===== MATERIAL
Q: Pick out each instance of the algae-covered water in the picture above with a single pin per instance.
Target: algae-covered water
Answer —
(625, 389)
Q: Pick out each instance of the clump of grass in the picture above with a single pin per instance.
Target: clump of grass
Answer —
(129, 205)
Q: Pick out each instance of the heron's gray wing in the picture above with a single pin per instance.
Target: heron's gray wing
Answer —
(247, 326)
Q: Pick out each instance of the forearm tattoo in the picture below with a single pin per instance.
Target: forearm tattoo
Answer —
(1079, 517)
==========
REQUIRED TASK =>
Reproduce every one of these entries in full, requests included, scaling each coordinate in the answers by 0.75 and rounding to the nearest whole number, with halves going up.

COMPLETED TASK =>
Q: Pick out each instance of the algae-covered water in the picture above with a single pin per instance.
Target: algae-covered water
Answer —
(469, 292)
Q: Pick out each instance of the clump of grass in the picture above with a single pin per instance.
Target: clump of grass
Answer —
(97, 154)
Q: Pick out each instance of the heron's gray wing in the picture above with a single pin per instance.
Target: heron's gray wing
Answer —
(185, 245)
Q: Pick out each instance of the forearm tattoo in the picture below with a single pin per instance.
Target: forearm tattoo
Answer —
(809, 388)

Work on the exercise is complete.